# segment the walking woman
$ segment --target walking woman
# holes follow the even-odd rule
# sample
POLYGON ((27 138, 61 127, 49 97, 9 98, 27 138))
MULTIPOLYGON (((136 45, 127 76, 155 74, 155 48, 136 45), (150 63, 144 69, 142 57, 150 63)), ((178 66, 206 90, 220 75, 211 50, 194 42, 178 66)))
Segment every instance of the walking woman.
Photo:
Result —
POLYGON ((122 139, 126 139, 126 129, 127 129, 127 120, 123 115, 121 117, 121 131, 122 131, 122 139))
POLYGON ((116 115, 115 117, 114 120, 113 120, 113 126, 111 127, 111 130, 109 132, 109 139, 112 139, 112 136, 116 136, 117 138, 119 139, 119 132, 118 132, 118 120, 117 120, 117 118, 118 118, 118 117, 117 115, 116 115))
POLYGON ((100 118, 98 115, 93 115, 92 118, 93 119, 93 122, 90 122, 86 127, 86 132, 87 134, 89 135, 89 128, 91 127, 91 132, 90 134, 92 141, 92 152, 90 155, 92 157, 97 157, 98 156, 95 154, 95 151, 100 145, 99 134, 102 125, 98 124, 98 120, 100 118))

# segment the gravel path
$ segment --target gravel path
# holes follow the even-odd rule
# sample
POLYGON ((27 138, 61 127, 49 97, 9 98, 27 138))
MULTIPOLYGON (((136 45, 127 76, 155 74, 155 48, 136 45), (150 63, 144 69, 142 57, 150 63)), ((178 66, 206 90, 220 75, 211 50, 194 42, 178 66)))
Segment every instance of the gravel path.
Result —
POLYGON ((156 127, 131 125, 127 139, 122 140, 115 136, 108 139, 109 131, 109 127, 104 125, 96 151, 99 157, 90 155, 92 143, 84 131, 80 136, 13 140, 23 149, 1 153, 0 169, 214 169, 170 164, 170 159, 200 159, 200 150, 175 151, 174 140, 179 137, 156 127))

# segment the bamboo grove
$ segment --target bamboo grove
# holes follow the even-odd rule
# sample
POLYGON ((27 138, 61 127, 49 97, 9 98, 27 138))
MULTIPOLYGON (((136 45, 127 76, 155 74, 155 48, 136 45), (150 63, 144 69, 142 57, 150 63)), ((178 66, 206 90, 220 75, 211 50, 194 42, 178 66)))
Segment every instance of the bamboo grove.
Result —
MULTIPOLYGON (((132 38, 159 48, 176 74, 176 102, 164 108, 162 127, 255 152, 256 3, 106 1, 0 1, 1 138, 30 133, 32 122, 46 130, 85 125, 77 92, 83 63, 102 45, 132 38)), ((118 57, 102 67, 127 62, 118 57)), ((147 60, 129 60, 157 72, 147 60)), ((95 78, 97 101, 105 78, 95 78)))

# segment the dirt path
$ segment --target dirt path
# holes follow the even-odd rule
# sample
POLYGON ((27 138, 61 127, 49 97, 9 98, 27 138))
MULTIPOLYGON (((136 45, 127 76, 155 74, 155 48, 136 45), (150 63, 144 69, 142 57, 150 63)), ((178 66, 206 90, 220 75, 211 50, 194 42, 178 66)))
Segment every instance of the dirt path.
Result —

▶ _Task instructions_
Write out all of the material above again, word for word.

▶ _Solution for this problem_
# segment the walking woman
$ segment --target walking woman
# holes follow the even-odd rule
# sample
POLYGON ((27 138, 61 127, 49 97, 9 98, 27 138))
MULTIPOLYGON (((136 45, 127 76, 155 74, 155 48, 136 45), (150 63, 144 69, 142 57, 150 63)), ((178 66, 206 90, 220 75, 211 50, 194 42, 178 66)))
Segment every instance of the walking woman.
Photo:
Result —
POLYGON ((122 139, 126 139, 126 129, 127 129, 127 120, 123 115, 121 117, 121 131, 122 131, 122 139))
POLYGON ((116 115, 115 117, 114 120, 113 120, 113 126, 111 127, 111 130, 109 132, 109 139, 112 139, 112 136, 116 136, 117 138, 119 139, 119 132, 118 132, 118 120, 117 120, 117 118, 118 118, 118 117, 117 115, 116 115))
POLYGON ((100 118, 98 115, 93 115, 92 118, 93 119, 93 122, 90 122, 86 127, 86 132, 87 134, 89 135, 89 128, 91 127, 91 132, 90 134, 92 141, 92 152, 90 155, 92 157, 97 157, 98 156, 95 154, 95 151, 100 145, 99 134, 102 125, 98 124, 98 120, 100 118))

# segment the gravel path
$ segment --target gravel path
# holes follow the even-odd rule
# sample
POLYGON ((27 138, 61 127, 49 97, 9 98, 27 138))
MULTIPOLYGON (((136 45, 127 76, 155 74, 155 48, 136 45), (150 63, 144 69, 142 57, 150 63)), ((178 66, 206 90, 220 75, 211 50, 194 42, 178 66)))
Segment every instance of the gravel path.
Result —
POLYGON ((156 127, 131 125, 127 139, 122 140, 115 136, 108 139, 109 131, 109 127, 104 125, 96 151, 99 157, 90 155, 92 143, 84 131, 80 136, 13 140, 23 149, 1 153, 0 169, 214 169, 170 164, 170 159, 200 159, 200 150, 175 151, 174 140, 179 137, 156 127))

# segment the bamboo grove
$ segment --target bamboo grove
# holes follow the even-odd rule
# sample
POLYGON ((27 138, 61 127, 49 97, 9 98, 27 138))
MULTIPOLYGON (((136 45, 127 76, 155 74, 155 48, 136 45), (150 63, 144 69, 142 57, 150 63)), ((178 66, 206 90, 220 75, 211 50, 194 42, 178 66)))
Segment every instance of the bamboo grove.
Result —
MULTIPOLYGON (((132 38, 159 48, 176 74, 176 102, 164 108, 162 127, 255 152, 256 3, 106 1, 0 1, 1 138, 30 133, 32 122, 46 130, 85 125, 77 92, 83 63, 102 45, 132 38)), ((118 57, 102 67, 127 62, 118 57)), ((147 60, 129 60, 157 72, 147 60)), ((95 78, 97 101, 105 78, 95 78)))

# segment the dirt path
$ segment --target dirt path
# holes follow the even-odd rule
# sample
POLYGON ((27 138, 61 127, 49 97, 9 98, 27 138))
MULTIPOLYGON (((136 45, 127 76, 155 74, 155 48, 136 45), (150 63, 144 69, 142 57, 150 63)), ((178 66, 206 90, 220 75, 211 50, 194 42, 178 66)))
Segment every instance of the dirt path.
Result —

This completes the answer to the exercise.